Turn every line of the records below into a Markdown table with the columns "No." and "Text". Give each line one row with its number, and leave out blank lines.
━━ Data to use
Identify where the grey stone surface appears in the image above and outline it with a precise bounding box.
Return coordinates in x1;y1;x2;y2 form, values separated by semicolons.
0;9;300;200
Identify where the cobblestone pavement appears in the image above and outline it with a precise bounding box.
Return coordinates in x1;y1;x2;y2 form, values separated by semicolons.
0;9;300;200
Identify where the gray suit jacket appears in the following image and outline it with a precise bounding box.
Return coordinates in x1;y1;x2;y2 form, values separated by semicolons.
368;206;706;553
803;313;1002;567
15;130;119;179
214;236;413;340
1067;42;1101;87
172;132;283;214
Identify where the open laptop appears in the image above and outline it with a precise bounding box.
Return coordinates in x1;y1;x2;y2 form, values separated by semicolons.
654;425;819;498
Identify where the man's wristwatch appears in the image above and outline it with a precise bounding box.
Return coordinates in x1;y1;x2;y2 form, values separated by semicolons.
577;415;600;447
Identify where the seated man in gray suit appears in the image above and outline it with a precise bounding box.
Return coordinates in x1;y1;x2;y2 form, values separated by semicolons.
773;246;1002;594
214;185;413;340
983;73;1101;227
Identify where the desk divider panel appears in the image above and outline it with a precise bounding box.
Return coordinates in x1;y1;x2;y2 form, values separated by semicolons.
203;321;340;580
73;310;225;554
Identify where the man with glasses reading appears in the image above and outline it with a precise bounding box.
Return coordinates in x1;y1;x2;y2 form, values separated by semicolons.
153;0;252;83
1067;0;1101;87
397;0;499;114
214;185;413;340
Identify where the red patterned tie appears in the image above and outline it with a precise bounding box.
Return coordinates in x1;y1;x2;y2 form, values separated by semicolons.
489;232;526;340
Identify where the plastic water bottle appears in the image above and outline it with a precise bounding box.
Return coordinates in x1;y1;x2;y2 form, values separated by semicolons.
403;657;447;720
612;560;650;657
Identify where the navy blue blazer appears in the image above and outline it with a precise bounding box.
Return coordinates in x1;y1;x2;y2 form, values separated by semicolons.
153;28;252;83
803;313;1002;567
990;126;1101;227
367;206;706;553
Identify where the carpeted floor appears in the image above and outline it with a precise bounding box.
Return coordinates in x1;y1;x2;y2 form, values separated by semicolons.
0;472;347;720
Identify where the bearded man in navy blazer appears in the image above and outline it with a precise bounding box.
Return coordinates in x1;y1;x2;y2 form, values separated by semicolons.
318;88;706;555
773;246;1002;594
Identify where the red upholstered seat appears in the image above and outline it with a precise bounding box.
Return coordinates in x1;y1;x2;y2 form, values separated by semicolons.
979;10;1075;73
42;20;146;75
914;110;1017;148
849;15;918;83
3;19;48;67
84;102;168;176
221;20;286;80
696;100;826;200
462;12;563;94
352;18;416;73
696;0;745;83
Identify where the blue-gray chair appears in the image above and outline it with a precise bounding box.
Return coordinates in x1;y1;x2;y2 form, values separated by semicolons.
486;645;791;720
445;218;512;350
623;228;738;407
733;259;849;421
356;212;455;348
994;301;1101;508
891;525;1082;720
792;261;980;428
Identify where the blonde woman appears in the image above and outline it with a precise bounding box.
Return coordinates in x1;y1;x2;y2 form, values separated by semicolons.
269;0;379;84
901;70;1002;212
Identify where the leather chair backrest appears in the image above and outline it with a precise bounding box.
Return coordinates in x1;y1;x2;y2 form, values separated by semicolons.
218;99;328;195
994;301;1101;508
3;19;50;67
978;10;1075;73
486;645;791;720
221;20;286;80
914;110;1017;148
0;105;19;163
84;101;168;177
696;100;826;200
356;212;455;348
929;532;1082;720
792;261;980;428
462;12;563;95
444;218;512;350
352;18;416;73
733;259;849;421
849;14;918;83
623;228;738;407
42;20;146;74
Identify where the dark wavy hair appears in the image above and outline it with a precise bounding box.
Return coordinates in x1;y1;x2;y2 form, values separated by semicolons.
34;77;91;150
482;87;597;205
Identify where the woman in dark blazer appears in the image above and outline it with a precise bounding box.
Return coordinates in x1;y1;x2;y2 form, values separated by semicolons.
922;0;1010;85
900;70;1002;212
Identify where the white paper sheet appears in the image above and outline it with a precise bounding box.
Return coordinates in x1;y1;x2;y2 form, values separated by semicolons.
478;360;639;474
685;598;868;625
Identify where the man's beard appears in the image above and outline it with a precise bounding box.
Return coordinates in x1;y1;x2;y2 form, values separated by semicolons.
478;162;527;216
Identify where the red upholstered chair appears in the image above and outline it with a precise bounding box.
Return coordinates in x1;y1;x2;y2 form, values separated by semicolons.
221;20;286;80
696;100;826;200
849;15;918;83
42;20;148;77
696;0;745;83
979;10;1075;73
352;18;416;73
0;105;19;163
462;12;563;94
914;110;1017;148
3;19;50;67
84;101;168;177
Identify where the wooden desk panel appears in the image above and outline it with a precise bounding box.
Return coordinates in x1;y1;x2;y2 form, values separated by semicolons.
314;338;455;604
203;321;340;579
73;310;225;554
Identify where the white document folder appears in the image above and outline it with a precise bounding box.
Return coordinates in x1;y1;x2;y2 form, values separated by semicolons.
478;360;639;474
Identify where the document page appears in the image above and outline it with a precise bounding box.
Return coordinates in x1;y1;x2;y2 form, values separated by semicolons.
━━━━
Solved exercise.
| No. | Text |
|---|---|
| 1 | Identify where the grey stone surface appears in the image above and outline it with a precise bounding box. |
| 2 | Return coordinates in x1;y1;x2;y2 form, values separated by semicolons. |
| 3 | 0;9;300;200 |
| 4 | Identify where the cobblestone pavement appears in the image above and outline it with a precise bounding box. |
| 5 | Return coordinates in x1;y1;x2;y2 form, values separated by semicolons. |
| 6 | 0;9;300;200 |
| 7 | Identify where the gray suit jacket appears in the following image and outline it with a precise bounding box. |
| 8 | Return coordinates in x1;y1;x2;y2 form, values separated by semicolons. |
| 9 | 368;206;706;553 |
| 10 | 803;313;1002;567 |
| 11 | 15;130;119;179 |
| 12 | 214;236;413;340 |
| 13 | 1067;42;1101;87 |
| 14 | 172;132;283;214 |
| 15 | Identify where the open laptop appears in the image above and outline it with a precise bounding box. |
| 16 | Return coordinates in x1;y1;x2;y2 form, values separated by semicolons. |
| 17 | 654;425;819;498 |
| 18 | Identify where the man's wristwatch appears in the image above and outline it with a precise bounding box. |
| 19 | Return coordinates in x1;y1;x2;y2 form, values separated by semicolons. |
| 20 | 577;415;600;447 |
| 21 | Identify where the seated man in gray suit appears in the image above and outline it with a precise bounding box. |
| 22 | Return coordinates in x1;y1;x2;y2 form, values separated by semicolons. |
| 23 | 773;246;1002;594 |
| 24 | 214;185;413;340 |
| 25 | 983;73;1101;227 |
| 26 | Identify where the desk divider panel appears in the image above and outline it with a precise bounding box. |
| 27 | Return coordinates in x1;y1;x2;y2 form, values separated by semicolons. |
| 28 | 203;321;340;580 |
| 29 | 73;310;225;554 |
| 30 | Identify where the man with glasses reading appears in the image above and outline it with a precise bounding box. |
| 31 | Return coordinates in x1;y1;x2;y2 form, values separated by semicolons. |
| 32 | 153;0;252;83 |
| 33 | 1067;0;1101;87 |
| 34 | 397;0;499;114 |
| 35 | 214;185;413;340 |
| 36 | Identify where the red patterned tie appears in the image above and outline it with a precise bounding box. |
| 37 | Return coordinates in x1;y1;x2;y2 form, values separated by semicolons. |
| 38 | 489;232;526;340 |
| 39 | Identify where the plastic water bottle appears in the image above and outline it with a precise bounding box. |
| 40 | Return coordinates in x1;y1;x2;y2 form, values separated by semicolons. |
| 41 | 403;657;447;720 |
| 42 | 612;560;650;657 |
| 43 | Identify where the navy blue blazer appears in the image above and outline it with a precise bounding box. |
| 44 | Return coordinates in x1;y1;x2;y2 form, values separated by semicolons. |
| 45 | 153;28;252;83 |
| 46 | 803;313;1002;567 |
| 47 | 990;126;1101;227 |
| 48 | 367;206;706;553 |
| 49 | Identify where the carpeted floor appears in the image above and outline it with a precise bounding box. |
| 50 | Return coordinates in x1;y1;x2;y2 form, values separated by semicolons. |
| 51 | 0;472;347;720 |
| 52 | Identify where the bearded man in navy blazer appears in the image above and outline it with a precise bounding box. |
| 53 | Return coordinates in x1;y1;x2;y2 form, values separated by semicolons. |
| 54 | 318;88;706;555 |
| 55 | 773;246;1002;594 |
| 56 | Identify where the red upholstered seat appears in the image above and outline it with a precise bounding box. |
| 57 | Return coordinates in x1;y1;x2;y2 form, values separated by semicolons. |
| 58 | 979;10;1075;73 |
| 59 | 42;20;146;75 |
| 60 | 914;110;1017;148 |
| 61 | 849;15;918;83 |
| 62 | 3;19;48;67 |
| 63 | 84;102;168;176 |
| 64 | 221;20;286;80 |
| 65 | 696;100;826;200 |
| 66 | 462;12;563;94 |
| 67 | 352;18;416;73 |
| 68 | 696;0;745;83 |
| 69 | Identify where the blue-gray chair appears in the image above and outline it with a precise bounding box. |
| 70 | Return coordinates in x1;y1;x2;y2 form, values separated by semicolons. |
| 71 | 486;645;791;720 |
| 72 | 445;218;512;350 |
| 73 | 623;228;738;407 |
| 74 | 733;259;849;421 |
| 75 | 356;212;455;348 |
| 76 | 994;301;1101;508 |
| 77 | 891;525;1082;720 |
| 78 | 792;261;980;428 |
| 79 | Identify where the blonde woman appears in the image above and outline it with a precise bounding box. |
| 80 | Return coordinates in x1;y1;x2;y2 form, values separated by semicolons. |
| 81 | 269;0;379;84 |
| 82 | 901;70;1002;212 |
| 83 | Identify where the leather chair backrest appears in the image above and outline it with a precise bounding box. |
| 84 | Return coordinates in x1;y1;x2;y2 form, values separated by semicolons. |
| 85 | 218;99;328;195 |
| 86 | 994;301;1101;508 |
| 87 | 3;19;50;67 |
| 88 | 978;10;1075;73 |
| 89 | 486;645;791;720 |
| 90 | 221;20;286;80 |
| 91 | 914;110;1017;148 |
| 92 | 0;105;19;163 |
| 93 | 84;101;168;177 |
| 94 | 696;100;826;200 |
| 95 | 356;212;455;348 |
| 96 | 929;532;1082;720 |
| 97 | 792;261;980;428 |
| 98 | 462;12;563;95 |
| 99 | 444;218;512;350 |
| 100 | 352;18;416;73 |
| 101 | 733;259;849;421 |
| 102 | 849;14;918;83 |
| 103 | 623;228;738;407 |
| 104 | 42;20;146;74 |
| 105 | Identify where the dark wavy hair appears in the image above and outline it with a precise bounding box. |
| 106 | Return coordinates in x1;y1;x2;y2 form, values separated by semicolons. |
| 107 | 34;77;91;150 |
| 108 | 482;87;597;205 |
| 109 | Identify where the woman in dark blazer appears in the image above and outline it with a precise bounding box. |
| 110 | Return coordinates in x1;y1;x2;y2 form, values separated by semicolons. |
| 111 | 922;0;1010;85 |
| 112 | 900;70;1002;212 |
| 113 | Identify where the white paper sheet appears in the image above and outline it with a precise bounding box. |
| 114 | Return coordinates in x1;y1;x2;y2 form, values separated by semicolons. |
| 115 | 478;360;639;474 |
| 116 | 685;598;868;625 |
| 117 | Identify where the man's beard appears in the image above and outline it with a precise bounding box. |
| 118 | Return coordinates in x1;y1;x2;y2 form, values separated by semicolons. |
| 119 | 478;162;527;216 |
| 120 | Identify where the red upholstered chair appears in the image above and outline it with a precise bounding box. |
| 121 | Return coordinates in x1;y1;x2;y2 form, values separated by semicolons. |
| 122 | 221;20;286;80 |
| 123 | 696;100;826;200 |
| 124 | 849;15;918;83 |
| 125 | 42;20;148;77 |
| 126 | 696;0;745;83 |
| 127 | 979;10;1075;73 |
| 128 | 352;18;416;73 |
| 129 | 0;105;19;163 |
| 130 | 462;12;563;94 |
| 131 | 914;110;1017;148 |
| 132 | 3;19;50;67 |
| 133 | 84;101;168;177 |
| 134 | Identify where the wooden desk panel appears in the image above and outline it with a precise bounding box. |
| 135 | Return coordinates in x1;y1;x2;y2 form, values separated by semicolons. |
| 136 | 314;338;455;604 |
| 137 | 203;321;340;579 |
| 138 | 73;310;225;554 |
| 139 | Identify where the white document folder appears in the image above and outline it with a precise bounding box. |
| 140 | Return coordinates in x1;y1;x2;y2 form, values separated by semicolons. |
| 141 | 478;360;639;474 |
| 142 | Identify where the document page appears in the image above and outline it with a precise bounding box. |
| 143 | Return coordinates in x1;y1;x2;y2 form, values separated by semicolons. |